所给文本:
苏丹冲突蔓延(一):南科尔多凡州的战争
苏丹冲突蔓延(一):南科尔多凡州的战争
Table of Contents
  1. Executive Summary
Slideshow: War in South Kordofan
Slideshow: War in South Kordofan
Report 198 / Africa

苏丹冲突蔓延(一):南科尔多凡州的战争

执行摘要

南科尔多凡州(South Kordofan)的战争没有很快结束的迹象。这场战争与1984-2002年的内战有很多相似之处,但是又有很大的区别。与当年相比,如今的叛乱力量--总部在努巴山区的苏丹人民解放运动(北方局)(Sudan People’s Liberation Movement-North,SPLM-N)有着更好的武装,苏丹国内的民族分歧也不像当年那么明显。SPLM-N也是达尔富尔反政府武装联盟苏丹革命阵线(Sudan Revolutionary Front,SRF)的一部分,SRF正致力于将其它地区的一些武装团体纳入旗下,这些武装团体对政府抱有的幻想已经破灭了。阿拉伯部落以前曾输送过大批青壮年男子,这些人成为了当时战斗的主力军,而现在这些部落不再全心全意地支持政府,许多人加入了与喀土穆对抗的团体。这场冲突处处显示着一种战略僵持,陷入僵持的各方都希望来自外界的压力会改变对手的打算。然而,战争的确造成了可怕的伤亡,殃及的主要是平民。除非苏丹政府和SRF能在国际社会的帮助下进行接触,通过谈判达成一个全面解决苏丹国内多个冲突的方案,否则这个国家遭受的战祸将永无休止。

[地点识别条目]
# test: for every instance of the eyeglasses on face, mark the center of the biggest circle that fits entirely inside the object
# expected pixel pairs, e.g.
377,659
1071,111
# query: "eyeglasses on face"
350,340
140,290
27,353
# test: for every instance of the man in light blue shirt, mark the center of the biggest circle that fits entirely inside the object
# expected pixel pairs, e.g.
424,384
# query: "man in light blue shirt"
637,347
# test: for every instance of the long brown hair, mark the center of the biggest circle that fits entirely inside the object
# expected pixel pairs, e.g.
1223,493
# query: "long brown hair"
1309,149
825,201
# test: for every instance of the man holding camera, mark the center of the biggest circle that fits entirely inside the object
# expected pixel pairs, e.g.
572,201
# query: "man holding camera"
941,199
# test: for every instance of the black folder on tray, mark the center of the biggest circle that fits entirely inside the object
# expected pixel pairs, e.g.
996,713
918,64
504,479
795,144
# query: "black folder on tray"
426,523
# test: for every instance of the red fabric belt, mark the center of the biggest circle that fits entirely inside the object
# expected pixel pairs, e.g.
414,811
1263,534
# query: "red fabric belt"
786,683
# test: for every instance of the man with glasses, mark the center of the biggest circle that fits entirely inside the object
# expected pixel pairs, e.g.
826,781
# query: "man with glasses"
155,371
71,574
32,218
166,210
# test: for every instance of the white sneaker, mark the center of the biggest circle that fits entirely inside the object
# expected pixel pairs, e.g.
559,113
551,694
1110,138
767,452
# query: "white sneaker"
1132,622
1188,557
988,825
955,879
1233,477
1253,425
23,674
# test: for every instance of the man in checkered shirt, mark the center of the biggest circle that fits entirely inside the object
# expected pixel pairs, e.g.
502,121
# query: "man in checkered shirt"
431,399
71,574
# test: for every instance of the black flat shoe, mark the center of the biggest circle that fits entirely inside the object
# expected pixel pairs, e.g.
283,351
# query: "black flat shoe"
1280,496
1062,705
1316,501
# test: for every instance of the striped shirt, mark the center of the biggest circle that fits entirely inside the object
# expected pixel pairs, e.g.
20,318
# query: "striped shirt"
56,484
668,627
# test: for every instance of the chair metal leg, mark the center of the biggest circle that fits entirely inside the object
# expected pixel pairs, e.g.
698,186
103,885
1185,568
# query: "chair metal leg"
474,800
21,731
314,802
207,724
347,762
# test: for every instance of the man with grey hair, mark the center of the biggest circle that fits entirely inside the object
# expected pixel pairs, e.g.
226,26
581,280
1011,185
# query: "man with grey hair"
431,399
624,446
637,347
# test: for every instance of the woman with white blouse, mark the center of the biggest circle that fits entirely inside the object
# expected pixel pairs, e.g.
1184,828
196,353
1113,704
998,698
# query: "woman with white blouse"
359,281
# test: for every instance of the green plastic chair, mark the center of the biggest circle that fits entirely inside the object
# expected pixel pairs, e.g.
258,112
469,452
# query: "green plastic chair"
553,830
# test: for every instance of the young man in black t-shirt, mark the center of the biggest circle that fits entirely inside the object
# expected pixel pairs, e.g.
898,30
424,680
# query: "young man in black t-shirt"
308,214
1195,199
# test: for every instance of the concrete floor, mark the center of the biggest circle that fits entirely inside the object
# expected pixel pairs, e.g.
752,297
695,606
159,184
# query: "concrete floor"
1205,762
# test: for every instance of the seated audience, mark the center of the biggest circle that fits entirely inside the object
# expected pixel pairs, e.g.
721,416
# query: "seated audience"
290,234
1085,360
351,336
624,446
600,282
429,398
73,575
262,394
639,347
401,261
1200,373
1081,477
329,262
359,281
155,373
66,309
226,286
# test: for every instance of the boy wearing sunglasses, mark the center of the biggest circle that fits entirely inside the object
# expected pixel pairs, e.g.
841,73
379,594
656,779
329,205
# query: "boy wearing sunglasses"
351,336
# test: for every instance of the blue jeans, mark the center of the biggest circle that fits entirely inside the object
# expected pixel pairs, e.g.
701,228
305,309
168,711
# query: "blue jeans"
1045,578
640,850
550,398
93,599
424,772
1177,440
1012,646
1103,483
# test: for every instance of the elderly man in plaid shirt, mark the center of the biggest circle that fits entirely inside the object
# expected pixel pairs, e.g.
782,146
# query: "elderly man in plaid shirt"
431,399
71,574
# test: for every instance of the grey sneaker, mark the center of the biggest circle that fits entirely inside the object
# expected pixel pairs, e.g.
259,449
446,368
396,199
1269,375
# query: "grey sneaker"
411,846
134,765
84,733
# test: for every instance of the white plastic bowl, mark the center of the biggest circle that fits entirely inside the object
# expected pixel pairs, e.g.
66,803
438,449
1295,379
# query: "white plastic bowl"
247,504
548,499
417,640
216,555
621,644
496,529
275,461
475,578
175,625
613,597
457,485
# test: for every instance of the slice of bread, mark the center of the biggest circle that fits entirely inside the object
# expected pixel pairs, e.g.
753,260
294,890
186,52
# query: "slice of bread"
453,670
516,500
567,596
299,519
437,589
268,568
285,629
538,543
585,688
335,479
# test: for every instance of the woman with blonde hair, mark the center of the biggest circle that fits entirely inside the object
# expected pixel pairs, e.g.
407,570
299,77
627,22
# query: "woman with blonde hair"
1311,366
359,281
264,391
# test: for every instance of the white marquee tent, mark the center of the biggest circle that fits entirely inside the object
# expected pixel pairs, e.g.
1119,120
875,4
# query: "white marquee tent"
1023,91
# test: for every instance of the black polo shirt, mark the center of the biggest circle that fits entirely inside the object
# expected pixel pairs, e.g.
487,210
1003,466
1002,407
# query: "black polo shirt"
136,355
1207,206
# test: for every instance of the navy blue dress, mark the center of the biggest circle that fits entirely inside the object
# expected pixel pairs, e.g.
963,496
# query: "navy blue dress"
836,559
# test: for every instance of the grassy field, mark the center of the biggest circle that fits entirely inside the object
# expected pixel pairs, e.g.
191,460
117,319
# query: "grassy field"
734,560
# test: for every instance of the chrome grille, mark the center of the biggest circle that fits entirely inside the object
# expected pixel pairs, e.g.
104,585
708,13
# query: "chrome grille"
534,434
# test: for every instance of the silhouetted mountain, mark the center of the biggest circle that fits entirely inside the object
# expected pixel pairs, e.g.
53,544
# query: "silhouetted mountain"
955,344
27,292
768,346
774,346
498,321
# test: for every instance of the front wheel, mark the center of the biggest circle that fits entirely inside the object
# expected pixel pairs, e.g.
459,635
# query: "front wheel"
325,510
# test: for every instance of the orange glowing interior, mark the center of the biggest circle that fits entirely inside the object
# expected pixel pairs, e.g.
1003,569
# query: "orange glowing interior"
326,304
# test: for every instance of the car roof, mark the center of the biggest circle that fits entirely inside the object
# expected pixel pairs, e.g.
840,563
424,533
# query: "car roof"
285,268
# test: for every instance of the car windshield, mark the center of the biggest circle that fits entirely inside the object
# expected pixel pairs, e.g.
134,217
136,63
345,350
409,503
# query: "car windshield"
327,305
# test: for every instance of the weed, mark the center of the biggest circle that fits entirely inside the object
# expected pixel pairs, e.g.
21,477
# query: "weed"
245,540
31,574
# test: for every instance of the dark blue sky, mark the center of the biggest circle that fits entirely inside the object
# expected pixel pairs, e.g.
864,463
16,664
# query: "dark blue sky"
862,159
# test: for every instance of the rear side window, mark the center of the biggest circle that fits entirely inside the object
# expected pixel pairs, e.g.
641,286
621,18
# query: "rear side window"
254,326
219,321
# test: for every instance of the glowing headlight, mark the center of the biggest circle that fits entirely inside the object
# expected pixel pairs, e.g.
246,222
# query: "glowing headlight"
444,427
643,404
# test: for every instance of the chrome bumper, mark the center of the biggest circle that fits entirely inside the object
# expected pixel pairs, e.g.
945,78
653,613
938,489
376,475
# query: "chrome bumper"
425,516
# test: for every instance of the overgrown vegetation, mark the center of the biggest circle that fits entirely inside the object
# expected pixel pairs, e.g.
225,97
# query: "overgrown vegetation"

任务详情:
请接着最后一句，续写这篇关于南科尔多凡州战争的执行摘要。

回答如下:
这场冲突的根源仍然和过去一样——政治边缘化、强占土地以及未兑现承诺。但是,民族动态已经有了重要的改变。米塞里亚(Misseriya)阿拉伯人在第一次战争期间是政府在当地的主要支持者,但是他们对喀土穆已经日渐失望,2005年政府废除代表单一种族家园的西科尔多凡州的决定更是让他们失望。政府号召他们再次动员起来,对此他们无动于衷,许多米塞里亚年轻人正在加入SPLM-N或SRF中的其他组织。南科尔多凡州另一个主要的阿拉伯部落哈瓦马(Hawazma)也正开始改变立场。

SPLM-N与努巴战士非常不同。努巴战士很勇敢,但几乎没有反抗喀土穆在20世纪90年代发起的圣战。SPLM-N要强大得多,拥有多达30,000名士兵,武器装备更精良、数量更多。该组织所控制的领土也比以往努巴部队所控制的要多得多,同时它还是SRF联盟的核心组成部分,SRF联盟正从多个方面对中央政府施压。与上一次内战相比,政府也在南科尔多凡州拥有更多的军队--人数在40,000和70,000之间--和更精密的装备。所有迹象表明,冲突进入了一个恶性僵持阶段,政府无法赶走盘踞在努巴山区的叛军,SPLM-N和其盟军也无法在低地地区控制很多领土。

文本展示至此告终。